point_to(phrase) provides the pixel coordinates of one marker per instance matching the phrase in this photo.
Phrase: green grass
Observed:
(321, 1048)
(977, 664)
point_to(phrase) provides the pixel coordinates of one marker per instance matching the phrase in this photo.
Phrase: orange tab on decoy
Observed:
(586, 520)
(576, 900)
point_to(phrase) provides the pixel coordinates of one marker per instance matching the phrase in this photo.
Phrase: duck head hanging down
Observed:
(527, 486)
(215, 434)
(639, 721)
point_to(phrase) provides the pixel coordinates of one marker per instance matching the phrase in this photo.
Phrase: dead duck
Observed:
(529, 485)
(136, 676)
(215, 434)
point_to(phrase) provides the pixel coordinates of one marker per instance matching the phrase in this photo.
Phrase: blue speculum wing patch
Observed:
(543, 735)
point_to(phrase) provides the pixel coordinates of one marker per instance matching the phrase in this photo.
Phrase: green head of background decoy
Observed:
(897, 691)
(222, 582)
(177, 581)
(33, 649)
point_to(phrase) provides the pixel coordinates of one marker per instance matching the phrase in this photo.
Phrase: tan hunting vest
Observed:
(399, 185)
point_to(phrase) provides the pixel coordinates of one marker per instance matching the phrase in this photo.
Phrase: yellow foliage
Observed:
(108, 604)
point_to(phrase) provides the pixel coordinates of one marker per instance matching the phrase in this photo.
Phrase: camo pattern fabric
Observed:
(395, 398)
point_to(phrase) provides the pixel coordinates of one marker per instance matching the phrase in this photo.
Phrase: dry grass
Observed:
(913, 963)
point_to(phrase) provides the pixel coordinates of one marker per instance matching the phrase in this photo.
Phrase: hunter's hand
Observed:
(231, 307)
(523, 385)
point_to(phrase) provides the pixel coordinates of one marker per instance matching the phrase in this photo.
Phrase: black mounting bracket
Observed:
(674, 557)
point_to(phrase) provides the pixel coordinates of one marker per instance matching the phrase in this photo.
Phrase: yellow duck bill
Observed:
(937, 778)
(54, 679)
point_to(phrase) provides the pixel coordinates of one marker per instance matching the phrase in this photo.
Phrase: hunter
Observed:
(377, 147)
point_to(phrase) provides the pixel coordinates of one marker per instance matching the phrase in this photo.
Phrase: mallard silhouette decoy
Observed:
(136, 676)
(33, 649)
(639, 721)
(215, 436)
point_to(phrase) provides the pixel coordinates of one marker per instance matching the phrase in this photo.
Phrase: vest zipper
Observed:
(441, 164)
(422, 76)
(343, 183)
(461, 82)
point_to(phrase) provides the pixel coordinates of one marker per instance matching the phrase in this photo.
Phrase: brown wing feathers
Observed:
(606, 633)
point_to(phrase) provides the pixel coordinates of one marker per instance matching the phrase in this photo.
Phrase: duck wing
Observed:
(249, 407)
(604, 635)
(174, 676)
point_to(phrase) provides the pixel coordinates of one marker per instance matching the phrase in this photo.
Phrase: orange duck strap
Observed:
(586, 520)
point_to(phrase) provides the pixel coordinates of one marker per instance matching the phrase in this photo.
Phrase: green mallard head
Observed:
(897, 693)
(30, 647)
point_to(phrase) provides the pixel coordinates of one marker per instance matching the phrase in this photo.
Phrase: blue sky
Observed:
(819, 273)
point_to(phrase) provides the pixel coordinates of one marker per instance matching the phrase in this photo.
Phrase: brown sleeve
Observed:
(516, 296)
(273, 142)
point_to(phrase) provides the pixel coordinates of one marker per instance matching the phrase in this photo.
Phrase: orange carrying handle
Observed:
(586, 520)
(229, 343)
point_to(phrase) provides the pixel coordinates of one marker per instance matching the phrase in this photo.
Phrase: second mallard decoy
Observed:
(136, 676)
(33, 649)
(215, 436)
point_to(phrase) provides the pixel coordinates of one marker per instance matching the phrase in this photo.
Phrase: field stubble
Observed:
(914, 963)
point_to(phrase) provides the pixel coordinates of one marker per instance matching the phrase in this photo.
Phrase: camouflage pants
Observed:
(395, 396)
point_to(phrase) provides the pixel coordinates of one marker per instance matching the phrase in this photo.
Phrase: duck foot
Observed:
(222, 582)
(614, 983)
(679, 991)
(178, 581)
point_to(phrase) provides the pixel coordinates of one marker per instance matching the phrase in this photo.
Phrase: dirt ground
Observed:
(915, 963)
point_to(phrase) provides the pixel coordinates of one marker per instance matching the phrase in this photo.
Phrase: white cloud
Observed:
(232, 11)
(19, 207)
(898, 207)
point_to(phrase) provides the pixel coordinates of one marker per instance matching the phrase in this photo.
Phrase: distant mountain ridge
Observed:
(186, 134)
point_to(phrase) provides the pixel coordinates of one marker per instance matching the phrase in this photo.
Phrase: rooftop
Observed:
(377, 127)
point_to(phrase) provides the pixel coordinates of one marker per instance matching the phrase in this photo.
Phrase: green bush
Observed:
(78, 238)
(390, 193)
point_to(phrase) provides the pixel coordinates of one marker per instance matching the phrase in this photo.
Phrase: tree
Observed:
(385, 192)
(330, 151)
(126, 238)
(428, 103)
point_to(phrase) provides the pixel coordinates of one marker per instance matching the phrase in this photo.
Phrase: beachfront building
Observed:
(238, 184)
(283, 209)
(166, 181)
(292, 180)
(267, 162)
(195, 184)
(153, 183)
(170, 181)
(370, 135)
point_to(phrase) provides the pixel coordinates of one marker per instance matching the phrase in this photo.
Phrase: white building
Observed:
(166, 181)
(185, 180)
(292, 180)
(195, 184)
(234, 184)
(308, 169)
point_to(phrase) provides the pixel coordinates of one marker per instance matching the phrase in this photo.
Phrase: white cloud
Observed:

* _Work instruction_
Would you restate the entries word for word, omitting none?

* _Response to this task_
point_to(phrase) provides the pixel coordinates of one marker per instance matching the phrase in this photo.
Phrase: green grass
Observed:
(321, 1048)
(977, 664)
point_to(phrase) provides the pixel coordinates of one marker per instance matching the phrase in this photo.
Phrase: orange tab on decoy
Observed:
(586, 520)
(576, 900)
point_to(phrase) provides the pixel coordinates of one marker per instance matching the phrase in this photo.
Phrase: duck head hanging down
Observed:
(527, 486)
(215, 434)
(639, 721)
point_to(phrase) provides the pixel coordinates of one marker per instance matching the phrase in this photo.
Phrase: dead duck
Observed:
(529, 485)
(136, 676)
(215, 434)
point_to(phrase) provides the pixel coordinates of one marker per instance matching the phrase in this photo.
Phrase: blue speculum wing patch
Observed:
(543, 735)
point_to(phrase) provides the pixel coordinates of one marker per instance matching the phrase in this photo.
Phrase: green head of background decoy
Observed:
(897, 691)
(222, 582)
(177, 581)
(33, 649)
point_to(phrase) provides the pixel coordinates of one marker per instance matching the phrase in this photo.
Phrase: tan hunting vest
Observed:
(399, 185)
point_to(phrase) provides the pixel coordinates of one marker per instance matching the phrase in this photo.
Phrase: yellow foliage
Observed:
(108, 604)
point_to(phrase) provides the pixel coordinates of one marker per instance matching the phrase in this photo.
Phrase: camo pattern fabric
Observed:
(395, 398)
point_to(phrase) provides the pixel coordinates of one marker per instance matching the phrase in this photo.
Phrase: dry grass
Observed:
(913, 963)
point_to(phrase) provides the pixel coordinates of one marker per instance matching the phrase in this photo.
Phrase: hunter's hand
Observed:
(231, 307)
(523, 385)
point_to(phrase) provides the pixel coordinates of one marker per instance matching the phrase in this photo.
Phrase: black mounting bracket
Observed:
(674, 557)
point_to(phrase) provides the pixel coordinates of one marker per instance matching the phrase in this photo.
Phrase: yellow duck bill
Observed:
(937, 778)
(54, 679)
point_to(phrase) provides the pixel coordinates of one marker per instance matching the phrase in this photo.
Phrase: hunter
Observed:
(377, 147)
point_to(phrase) provides the pixel coordinates of one marker per instance matching the phrase in this photo.
Phrase: mallard silhouette decoy
Observed:
(136, 676)
(33, 649)
(639, 721)
(215, 436)
point_to(phrase) provides the pixel coordinates of one marker per instance matching the phrase in this photo.
Phrase: vest zipper
Observed:
(441, 164)
(422, 76)
(343, 183)
(461, 82)
point_to(phrase) provides the pixel coordinates of one marker per instance matching the phrase in this photo.
Phrase: brown wing feathers
Observed:
(606, 633)
point_to(phrase) provides the pixel coordinates of one marker per instance matching the phrase in this photo.
Phrase: duck wing
Observed:
(249, 407)
(604, 635)
(174, 676)
point_to(phrase) provides the pixel coordinates of one marker per instance matching the phrase in this photo.
Phrase: orange duck strap
Observed:
(586, 520)
point_to(phrase) provides the pixel coordinates of one marker per instance matching the phrase in this photo.
Phrase: green mallard head
Observed:
(897, 693)
(30, 647)
point_to(phrase) provides the pixel coordinates of one marker per instance matching the phrase in this photo.
Phrase: blue sky
Observed:
(819, 273)
point_to(phrase) provides the pixel coordinates of one marker per instance matching the phrase in this photo.
Phrase: brown sleeve
Observed:
(516, 296)
(273, 142)
point_to(phrase) provides the pixel coordinates of one marker per instance matching the phrase in this photo.
Phrase: orange carrying handle
Observed:
(586, 520)
(229, 343)
point_to(phrase) provides the pixel coordinates of one marker per instance matching the phrase in this photo.
Phrase: second mallard decoy
Observed:
(136, 676)
(33, 649)
(215, 436)
point_to(phrase) provides the pixel coordinates of one marker per instance matching the phrase in this photo.
Phrase: field stubble
Observed:
(914, 963)
point_to(phrase) provides the pixel coordinates of one marker per instance matching the phrase in this photo.
Phrase: camouflage pants
Observed:
(395, 396)
point_to(phrase) provides the pixel coordinates of one marker per instance matching the phrase in this photo.
Phrase: duck foot
Observed:
(222, 582)
(614, 983)
(679, 991)
(178, 581)
point_to(phrase) provides the pixel coordinates of one marker per instance matching the phrase in this photo.
Phrase: dirt ground
Observed:
(915, 963)
point_to(phrase) provides the pixel coordinates of one marker per instance matching the phrase in this photo.
Phrase: white cloud
Observed:
(232, 11)
(19, 207)
(898, 207)
point_to(phrase) provides the pixel coordinates of one marker per instance matching the phrase in this photo.
Phrase: distant mountain ridge
Observed:
(186, 134)
point_to(phrase) provides the pixel coordinates of one marker per instance matching the phrase in this photo.
Phrase: rooftop
Observed:
(377, 127)
point_to(phrase) provides the pixel coordinates of one marker per instance matching the phrase in this photo.
Phrase: green bush
Observed:
(78, 238)
(390, 193)
point_to(phrase) provides the pixel coordinates of one marker per instance matching the phrase in this photo.
Phrase: tree
Observed:
(385, 192)
(330, 151)
(126, 238)
(428, 103)
point_to(phrase) provides the pixel coordinates of one marker per instance matching the phrase in this photo.
Phrase: beachfront building
Observed:
(238, 184)
(283, 209)
(166, 181)
(292, 180)
(267, 162)
(195, 184)
(153, 183)
(170, 181)
(370, 135)
point_to(phrase) provides the pixel coordinates of one marker per instance matching the phrase in this photo.
Phrase: white building
Observed:
(166, 181)
(185, 180)
(292, 180)
(195, 184)
(234, 184)
(308, 169)
point_to(phrase) provides the pixel coordinates of one marker per instance matching the phrase in this photo.
Phrase: white cloud
Observed:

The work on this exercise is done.